Task instructions: Could you reproduce, exactly as written, every line from the one containing "locate the grass in the photo above" through the last line of the records, and nothing else?

(Natural language region descriptions)

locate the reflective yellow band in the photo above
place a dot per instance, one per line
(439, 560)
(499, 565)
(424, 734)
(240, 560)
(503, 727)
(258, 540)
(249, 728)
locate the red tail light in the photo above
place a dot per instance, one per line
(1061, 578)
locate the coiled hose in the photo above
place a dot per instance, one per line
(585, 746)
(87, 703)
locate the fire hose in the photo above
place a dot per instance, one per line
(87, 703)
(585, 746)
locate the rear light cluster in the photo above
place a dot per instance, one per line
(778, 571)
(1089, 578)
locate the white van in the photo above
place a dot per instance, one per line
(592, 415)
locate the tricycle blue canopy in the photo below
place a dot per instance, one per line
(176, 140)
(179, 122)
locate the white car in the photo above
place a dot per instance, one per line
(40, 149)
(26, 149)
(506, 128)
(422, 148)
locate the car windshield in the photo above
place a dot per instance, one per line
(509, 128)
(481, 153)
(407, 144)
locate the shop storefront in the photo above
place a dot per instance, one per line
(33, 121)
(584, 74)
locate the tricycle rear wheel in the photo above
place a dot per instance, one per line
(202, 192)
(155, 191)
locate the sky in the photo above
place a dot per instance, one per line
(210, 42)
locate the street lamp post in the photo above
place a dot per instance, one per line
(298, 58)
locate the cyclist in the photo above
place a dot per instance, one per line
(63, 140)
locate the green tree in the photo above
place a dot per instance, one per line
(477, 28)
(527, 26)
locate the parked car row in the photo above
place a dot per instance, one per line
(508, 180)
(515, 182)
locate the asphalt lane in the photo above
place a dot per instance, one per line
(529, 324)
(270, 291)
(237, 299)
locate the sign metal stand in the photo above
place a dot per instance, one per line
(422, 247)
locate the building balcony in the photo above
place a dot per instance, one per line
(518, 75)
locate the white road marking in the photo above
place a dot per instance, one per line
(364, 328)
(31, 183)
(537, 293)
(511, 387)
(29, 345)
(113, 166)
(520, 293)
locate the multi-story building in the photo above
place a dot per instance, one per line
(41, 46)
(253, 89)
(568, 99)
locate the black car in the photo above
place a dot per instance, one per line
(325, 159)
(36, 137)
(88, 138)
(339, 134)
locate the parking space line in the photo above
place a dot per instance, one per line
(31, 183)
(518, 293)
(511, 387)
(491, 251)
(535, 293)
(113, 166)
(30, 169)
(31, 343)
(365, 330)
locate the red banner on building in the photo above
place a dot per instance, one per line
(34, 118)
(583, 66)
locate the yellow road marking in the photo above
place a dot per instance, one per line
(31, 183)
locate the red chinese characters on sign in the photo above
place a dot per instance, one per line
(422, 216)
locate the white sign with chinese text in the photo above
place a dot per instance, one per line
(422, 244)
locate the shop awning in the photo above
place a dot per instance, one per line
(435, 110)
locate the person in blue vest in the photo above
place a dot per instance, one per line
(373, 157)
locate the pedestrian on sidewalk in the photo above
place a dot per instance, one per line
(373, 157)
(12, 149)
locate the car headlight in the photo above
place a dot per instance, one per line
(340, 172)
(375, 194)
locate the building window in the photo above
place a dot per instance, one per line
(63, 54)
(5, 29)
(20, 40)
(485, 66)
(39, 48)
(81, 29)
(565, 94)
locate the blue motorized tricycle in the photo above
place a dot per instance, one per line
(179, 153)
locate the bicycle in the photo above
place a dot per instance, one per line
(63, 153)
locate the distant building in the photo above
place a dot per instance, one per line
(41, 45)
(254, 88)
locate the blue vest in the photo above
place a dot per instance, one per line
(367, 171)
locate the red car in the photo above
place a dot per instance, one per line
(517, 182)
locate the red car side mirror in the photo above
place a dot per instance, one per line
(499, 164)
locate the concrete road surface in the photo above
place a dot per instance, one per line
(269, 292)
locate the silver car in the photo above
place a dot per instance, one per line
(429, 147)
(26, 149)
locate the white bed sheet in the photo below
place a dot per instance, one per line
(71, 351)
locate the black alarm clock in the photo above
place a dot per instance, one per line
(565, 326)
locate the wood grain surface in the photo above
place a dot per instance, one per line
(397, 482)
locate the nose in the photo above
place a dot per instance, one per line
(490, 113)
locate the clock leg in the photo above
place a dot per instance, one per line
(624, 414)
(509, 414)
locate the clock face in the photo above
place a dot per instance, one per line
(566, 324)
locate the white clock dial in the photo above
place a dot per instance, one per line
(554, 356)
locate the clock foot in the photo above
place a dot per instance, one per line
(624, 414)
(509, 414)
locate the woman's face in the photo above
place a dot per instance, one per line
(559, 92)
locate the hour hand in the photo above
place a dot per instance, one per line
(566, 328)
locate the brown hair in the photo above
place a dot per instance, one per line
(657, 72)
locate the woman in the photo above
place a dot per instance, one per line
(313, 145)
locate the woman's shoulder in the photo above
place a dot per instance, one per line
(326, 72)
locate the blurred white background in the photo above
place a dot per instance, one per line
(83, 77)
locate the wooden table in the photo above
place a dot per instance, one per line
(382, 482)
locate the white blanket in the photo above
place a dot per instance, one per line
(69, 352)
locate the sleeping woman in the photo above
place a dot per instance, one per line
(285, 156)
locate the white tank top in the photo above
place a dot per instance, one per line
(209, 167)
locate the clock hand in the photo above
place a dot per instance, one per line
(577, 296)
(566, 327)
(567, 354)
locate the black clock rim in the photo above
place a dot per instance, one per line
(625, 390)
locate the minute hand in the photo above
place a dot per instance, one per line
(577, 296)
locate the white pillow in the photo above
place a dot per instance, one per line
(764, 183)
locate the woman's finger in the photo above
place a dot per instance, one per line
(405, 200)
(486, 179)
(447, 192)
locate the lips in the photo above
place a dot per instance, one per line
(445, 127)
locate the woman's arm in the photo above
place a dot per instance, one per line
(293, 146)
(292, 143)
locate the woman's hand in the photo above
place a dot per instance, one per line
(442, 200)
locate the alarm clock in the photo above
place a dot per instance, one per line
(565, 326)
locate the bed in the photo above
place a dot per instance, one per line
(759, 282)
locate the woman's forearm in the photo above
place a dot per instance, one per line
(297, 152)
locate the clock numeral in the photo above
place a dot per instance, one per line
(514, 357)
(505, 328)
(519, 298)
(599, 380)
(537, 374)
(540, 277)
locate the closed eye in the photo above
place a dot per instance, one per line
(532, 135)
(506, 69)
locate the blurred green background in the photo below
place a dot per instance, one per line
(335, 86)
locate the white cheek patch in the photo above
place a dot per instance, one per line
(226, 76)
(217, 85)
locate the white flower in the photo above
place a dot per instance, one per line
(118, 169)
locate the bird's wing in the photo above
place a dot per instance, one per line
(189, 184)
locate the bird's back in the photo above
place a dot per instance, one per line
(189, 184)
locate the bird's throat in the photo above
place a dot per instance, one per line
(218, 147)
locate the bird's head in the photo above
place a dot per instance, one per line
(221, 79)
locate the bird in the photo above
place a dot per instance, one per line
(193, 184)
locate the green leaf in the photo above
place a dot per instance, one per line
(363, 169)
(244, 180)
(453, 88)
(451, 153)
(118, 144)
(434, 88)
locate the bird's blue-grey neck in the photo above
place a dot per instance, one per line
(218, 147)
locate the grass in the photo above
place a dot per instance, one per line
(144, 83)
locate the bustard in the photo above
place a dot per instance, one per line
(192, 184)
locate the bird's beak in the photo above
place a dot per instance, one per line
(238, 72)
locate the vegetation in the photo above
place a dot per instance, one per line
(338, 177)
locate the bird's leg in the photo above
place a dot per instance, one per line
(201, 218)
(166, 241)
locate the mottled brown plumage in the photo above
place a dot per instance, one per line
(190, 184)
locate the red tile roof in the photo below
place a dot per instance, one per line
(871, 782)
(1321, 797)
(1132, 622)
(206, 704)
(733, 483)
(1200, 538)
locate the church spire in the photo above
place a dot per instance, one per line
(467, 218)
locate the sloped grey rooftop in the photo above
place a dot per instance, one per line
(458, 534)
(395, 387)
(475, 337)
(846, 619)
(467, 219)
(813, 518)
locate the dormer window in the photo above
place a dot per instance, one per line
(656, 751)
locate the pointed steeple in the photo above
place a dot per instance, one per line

Solution for this exercise:
locate the grass in the photo above
place a dot per instance, one per line
(144, 83)
locate the bustard in the photo above
place a dot per instance, one per line
(192, 184)
locate the bird's beak in the photo above
place a dot per instance, one per line
(238, 72)
locate the vegetation in the photo above
place a dot per instance, one per line
(338, 177)
locate the bird's leg in the photo above
place a dot per instance, one per line
(201, 218)
(166, 241)
locate the mottled brown plumage in the photo above
place a dot per instance, one per line
(190, 184)
locate the red tile roof in the photo below
place a dot per instance, one per line
(871, 782)
(1321, 797)
(1132, 622)
(206, 704)
(733, 483)
(1200, 538)
locate the church spire in the photo above
place a dot per instance, one per line
(467, 218)
locate the sloped grey rooftop in the photo above
place a dot per instance, one per line
(458, 534)
(395, 387)
(475, 337)
(846, 619)
(467, 219)
(813, 518)
locate the dormer window in the photo above
place a dot per instance, one per line
(656, 751)
locate the pointed steeple in the photo above
place a dot per instance, one per line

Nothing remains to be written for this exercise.